AIM OF THE TASK
Please format everything from the start of the material down to the line containing "[330,232,352,245]", that line included, as a numbered list without blank lines.

(Source data)
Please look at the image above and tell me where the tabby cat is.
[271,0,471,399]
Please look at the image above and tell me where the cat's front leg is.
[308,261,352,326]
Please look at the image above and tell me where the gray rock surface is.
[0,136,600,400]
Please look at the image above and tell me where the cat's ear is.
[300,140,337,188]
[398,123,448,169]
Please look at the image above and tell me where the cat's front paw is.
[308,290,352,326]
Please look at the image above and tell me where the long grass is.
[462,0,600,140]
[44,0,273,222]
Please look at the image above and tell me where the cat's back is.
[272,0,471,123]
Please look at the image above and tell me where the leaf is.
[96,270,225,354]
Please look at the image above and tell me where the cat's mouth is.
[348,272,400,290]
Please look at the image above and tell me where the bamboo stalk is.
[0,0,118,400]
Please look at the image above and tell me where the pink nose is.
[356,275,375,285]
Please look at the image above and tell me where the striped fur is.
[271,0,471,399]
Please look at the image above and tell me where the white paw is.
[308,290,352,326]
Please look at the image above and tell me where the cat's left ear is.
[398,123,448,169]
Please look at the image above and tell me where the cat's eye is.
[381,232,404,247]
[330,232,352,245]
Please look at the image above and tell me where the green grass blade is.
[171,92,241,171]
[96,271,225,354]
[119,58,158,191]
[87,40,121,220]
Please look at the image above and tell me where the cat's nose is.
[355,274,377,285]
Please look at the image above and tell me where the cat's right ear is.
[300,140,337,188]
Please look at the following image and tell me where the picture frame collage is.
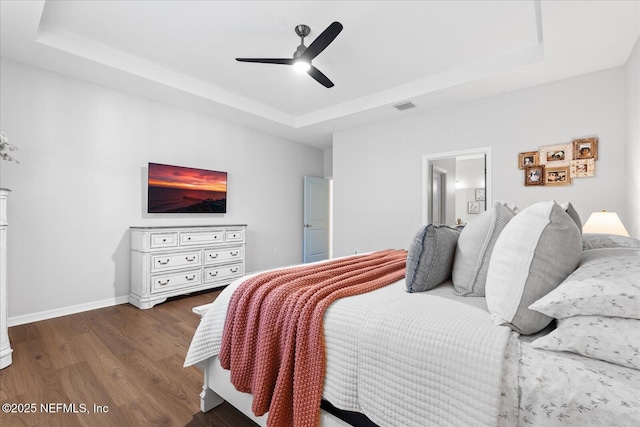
[518,137,598,186]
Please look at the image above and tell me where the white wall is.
[624,37,640,239]
[0,59,324,323]
[456,157,485,222]
[333,67,632,256]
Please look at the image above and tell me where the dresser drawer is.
[151,233,178,249]
[224,229,244,242]
[204,247,244,265]
[151,251,202,272]
[151,269,202,293]
[180,231,224,246]
[204,263,244,283]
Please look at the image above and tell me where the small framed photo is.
[573,137,598,160]
[518,151,540,169]
[524,166,545,186]
[540,144,573,167]
[544,166,571,185]
[571,159,596,178]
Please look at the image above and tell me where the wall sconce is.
[582,210,629,237]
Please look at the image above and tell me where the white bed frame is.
[193,304,351,427]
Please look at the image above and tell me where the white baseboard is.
[7,295,129,327]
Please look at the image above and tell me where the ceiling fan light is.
[293,59,311,73]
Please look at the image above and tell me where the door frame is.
[422,147,493,225]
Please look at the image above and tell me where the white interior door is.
[303,176,329,262]
[431,166,447,224]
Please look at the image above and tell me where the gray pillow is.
[486,201,582,335]
[452,202,516,297]
[560,202,582,234]
[405,224,461,292]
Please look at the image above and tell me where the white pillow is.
[452,202,516,297]
[486,201,582,335]
[531,316,640,370]
[529,248,640,319]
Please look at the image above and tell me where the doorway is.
[422,147,493,225]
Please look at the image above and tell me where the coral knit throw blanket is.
[218,250,407,427]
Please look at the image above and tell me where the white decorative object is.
[129,224,246,309]
[0,188,13,369]
[0,132,20,163]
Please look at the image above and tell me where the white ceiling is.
[0,0,640,147]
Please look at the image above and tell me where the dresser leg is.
[129,295,167,310]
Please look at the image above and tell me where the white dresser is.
[129,224,246,309]
[0,188,13,369]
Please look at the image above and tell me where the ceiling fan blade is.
[307,65,333,88]
[302,22,342,61]
[236,58,293,65]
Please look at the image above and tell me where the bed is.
[185,202,640,426]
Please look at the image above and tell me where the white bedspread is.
[185,272,517,426]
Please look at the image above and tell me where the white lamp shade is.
[582,211,629,237]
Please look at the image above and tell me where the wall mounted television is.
[147,163,227,213]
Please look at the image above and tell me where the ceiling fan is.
[236,22,342,88]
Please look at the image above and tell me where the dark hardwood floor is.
[0,291,256,427]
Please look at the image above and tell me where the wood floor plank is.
[70,332,143,405]
[0,290,256,427]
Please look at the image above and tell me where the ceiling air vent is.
[394,101,416,111]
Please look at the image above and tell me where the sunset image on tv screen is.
[148,163,227,213]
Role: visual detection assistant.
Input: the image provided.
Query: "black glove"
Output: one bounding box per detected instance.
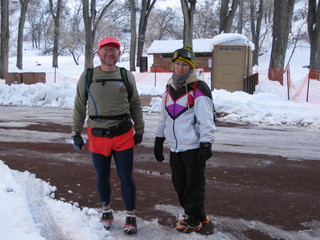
[133,133,143,145]
[71,131,84,151]
[197,142,212,164]
[153,137,165,162]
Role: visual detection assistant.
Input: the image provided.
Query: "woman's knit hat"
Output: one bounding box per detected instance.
[172,45,196,69]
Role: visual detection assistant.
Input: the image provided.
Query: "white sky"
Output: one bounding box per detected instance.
[0,34,320,240]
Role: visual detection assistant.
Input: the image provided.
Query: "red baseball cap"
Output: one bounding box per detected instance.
[98,37,120,50]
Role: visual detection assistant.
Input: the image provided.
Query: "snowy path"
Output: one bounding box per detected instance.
[21,174,67,240]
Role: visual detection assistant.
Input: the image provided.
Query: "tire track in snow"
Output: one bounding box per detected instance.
[25,176,66,240]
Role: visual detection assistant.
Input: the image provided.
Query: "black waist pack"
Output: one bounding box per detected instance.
[91,118,133,138]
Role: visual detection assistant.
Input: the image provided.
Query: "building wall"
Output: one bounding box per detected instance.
[151,53,211,72]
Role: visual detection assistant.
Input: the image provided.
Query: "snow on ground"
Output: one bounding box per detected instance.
[0,40,320,240]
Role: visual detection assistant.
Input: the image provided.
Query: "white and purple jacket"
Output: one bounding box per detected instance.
[156,72,215,152]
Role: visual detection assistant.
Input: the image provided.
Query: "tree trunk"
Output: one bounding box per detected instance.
[82,0,114,69]
[129,0,137,71]
[137,0,157,67]
[250,0,263,66]
[180,0,197,47]
[0,0,10,78]
[219,0,229,33]
[268,0,295,84]
[308,0,320,80]
[49,0,62,68]
[16,0,29,70]
[238,0,243,34]
[82,0,95,69]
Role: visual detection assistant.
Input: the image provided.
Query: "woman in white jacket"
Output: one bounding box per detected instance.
[154,47,215,233]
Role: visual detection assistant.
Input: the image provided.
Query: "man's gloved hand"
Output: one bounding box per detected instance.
[197,142,212,164]
[153,137,165,162]
[133,133,143,145]
[71,131,84,151]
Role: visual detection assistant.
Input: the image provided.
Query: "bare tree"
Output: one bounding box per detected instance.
[60,6,85,65]
[180,0,197,46]
[268,0,295,82]
[128,0,137,71]
[308,0,320,79]
[82,0,114,68]
[137,0,157,67]
[145,8,183,42]
[16,0,29,70]
[0,0,10,78]
[49,0,62,67]
[26,0,48,48]
[250,0,263,65]
[219,0,240,33]
[193,0,219,38]
[238,0,243,34]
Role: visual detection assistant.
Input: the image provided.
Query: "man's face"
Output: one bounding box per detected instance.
[98,46,120,67]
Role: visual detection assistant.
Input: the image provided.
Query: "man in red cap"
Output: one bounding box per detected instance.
[72,37,144,234]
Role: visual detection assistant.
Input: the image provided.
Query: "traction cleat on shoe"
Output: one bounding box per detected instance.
[100,210,114,230]
[123,217,138,235]
[176,216,202,233]
[179,215,210,225]
[200,216,210,225]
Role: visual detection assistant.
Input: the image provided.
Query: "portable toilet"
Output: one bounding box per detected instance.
[211,33,254,92]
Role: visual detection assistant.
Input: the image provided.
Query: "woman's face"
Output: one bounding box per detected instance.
[173,60,191,76]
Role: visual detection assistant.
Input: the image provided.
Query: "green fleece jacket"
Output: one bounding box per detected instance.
[72,67,144,134]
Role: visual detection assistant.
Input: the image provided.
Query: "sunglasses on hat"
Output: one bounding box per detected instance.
[172,48,195,62]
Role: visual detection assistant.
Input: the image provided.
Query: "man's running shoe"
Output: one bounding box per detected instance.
[176,216,202,233]
[179,215,210,225]
[200,216,210,225]
[100,210,114,230]
[123,216,138,235]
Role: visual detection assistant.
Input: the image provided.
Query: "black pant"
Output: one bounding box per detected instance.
[92,148,136,211]
[170,149,206,218]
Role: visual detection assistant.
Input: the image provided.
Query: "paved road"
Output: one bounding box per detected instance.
[0,106,320,164]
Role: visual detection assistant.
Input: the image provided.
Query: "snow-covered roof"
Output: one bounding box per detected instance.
[148,33,254,54]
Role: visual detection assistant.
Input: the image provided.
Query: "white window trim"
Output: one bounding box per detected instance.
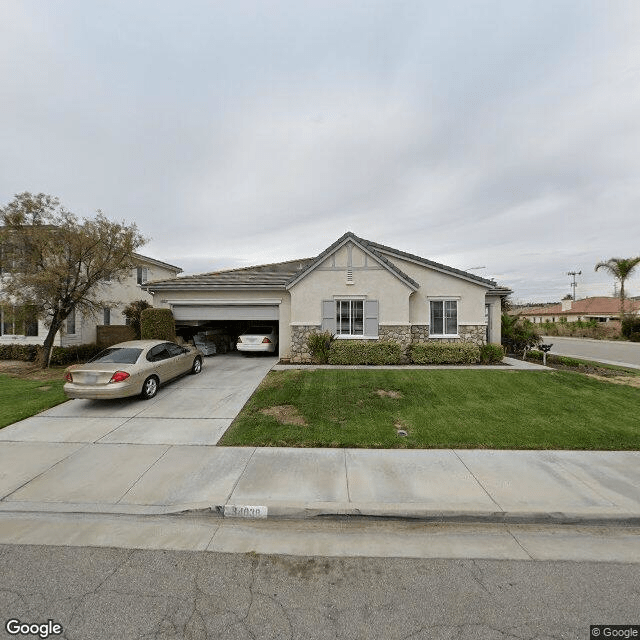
[333,296,364,340]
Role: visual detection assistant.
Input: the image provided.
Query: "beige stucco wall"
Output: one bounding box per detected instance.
[0,260,176,346]
[64,261,176,346]
[290,245,490,338]
[486,296,502,344]
[389,258,487,325]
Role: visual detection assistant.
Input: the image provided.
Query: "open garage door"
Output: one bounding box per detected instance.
[169,300,280,322]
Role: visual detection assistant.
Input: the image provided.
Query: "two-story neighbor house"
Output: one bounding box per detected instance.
[0,253,182,347]
[144,232,511,362]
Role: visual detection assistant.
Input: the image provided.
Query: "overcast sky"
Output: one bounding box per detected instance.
[0,0,640,301]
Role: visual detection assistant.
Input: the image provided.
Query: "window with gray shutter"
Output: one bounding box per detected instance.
[322,300,336,335]
[364,300,378,336]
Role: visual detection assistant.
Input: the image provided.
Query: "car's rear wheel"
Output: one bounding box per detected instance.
[140,376,159,400]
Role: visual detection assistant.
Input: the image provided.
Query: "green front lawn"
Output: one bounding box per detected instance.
[0,375,67,428]
[220,369,640,450]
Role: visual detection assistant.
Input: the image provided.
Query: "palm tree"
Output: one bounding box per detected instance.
[595,257,640,319]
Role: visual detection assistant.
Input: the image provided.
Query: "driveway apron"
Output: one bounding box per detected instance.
[0,354,277,511]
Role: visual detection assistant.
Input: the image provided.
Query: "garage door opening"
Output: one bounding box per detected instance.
[176,320,279,355]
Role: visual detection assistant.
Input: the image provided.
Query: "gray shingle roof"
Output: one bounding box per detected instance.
[287,231,420,289]
[144,231,511,295]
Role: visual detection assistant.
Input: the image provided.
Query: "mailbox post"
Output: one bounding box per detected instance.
[538,344,553,367]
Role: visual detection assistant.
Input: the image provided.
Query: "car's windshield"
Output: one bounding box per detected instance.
[89,347,142,364]
[244,327,273,336]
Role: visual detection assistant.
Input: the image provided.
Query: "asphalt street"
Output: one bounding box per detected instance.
[542,336,640,368]
[0,545,640,640]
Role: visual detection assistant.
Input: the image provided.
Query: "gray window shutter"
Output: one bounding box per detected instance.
[322,300,336,335]
[364,300,378,336]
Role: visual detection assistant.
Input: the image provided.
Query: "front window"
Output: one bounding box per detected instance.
[336,300,364,336]
[136,267,149,284]
[0,305,38,336]
[429,300,458,336]
[67,309,76,335]
[89,347,142,364]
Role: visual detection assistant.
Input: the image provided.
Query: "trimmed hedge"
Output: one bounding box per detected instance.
[480,344,504,364]
[409,342,480,364]
[51,344,102,367]
[620,317,640,342]
[0,344,39,362]
[307,331,335,364]
[0,344,102,367]
[329,340,402,365]
[140,307,176,341]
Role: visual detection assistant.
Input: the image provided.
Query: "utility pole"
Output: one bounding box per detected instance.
[567,271,582,302]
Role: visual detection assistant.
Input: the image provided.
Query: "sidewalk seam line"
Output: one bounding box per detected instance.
[0,442,93,504]
[550,451,620,507]
[451,449,505,513]
[342,449,351,504]
[114,445,173,504]
[222,447,258,507]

FINAL RESULT
1. Please look at the image above and tell me where the tabby cat is.
2. [271,0,471,399]
3. Please look at the image above and tell me where the cat's front leg is.
4. [308,261,352,326]
5. Please look at the image above and tell me where the gray rock surface is.
6. [0,136,600,400]
7. Please look at the image above and tell me where the cat's ear is.
8. [300,140,337,188]
9. [398,123,448,169]
10. Please look at the image above and tell me where the cat's front paw is.
11. [308,290,352,326]
12. Please look at the image above and tell me where the long grass is.
13. [462,0,600,140]
14. [44,0,273,222]
15. Please look at the image above and tell me where the cat's back is.
16. [272,0,471,123]
17. Please look at the image above and tell me where the leaf is.
18. [96,270,225,354]
19. Please look at the image above and tell me where the cat's mouth is.
20. [348,272,400,290]
21. Please look at the image above and tell me where the bamboo stalk is.
22. [0,0,118,400]
23. Please look at the image above and tell me where the pink nose is.
24. [356,275,375,285]
25. Please look at the image above and tell me where the striped fur is.
26. [271,0,471,399]
27. Please look at the image above and tell me where the white paw is.
28. [308,290,352,326]
29. Please look at the image above and tell me where the cat's left ear is.
30. [398,123,448,169]
31. Please look at the image above and tell me where the cat's eye is.
32. [381,232,404,247]
33. [330,232,352,245]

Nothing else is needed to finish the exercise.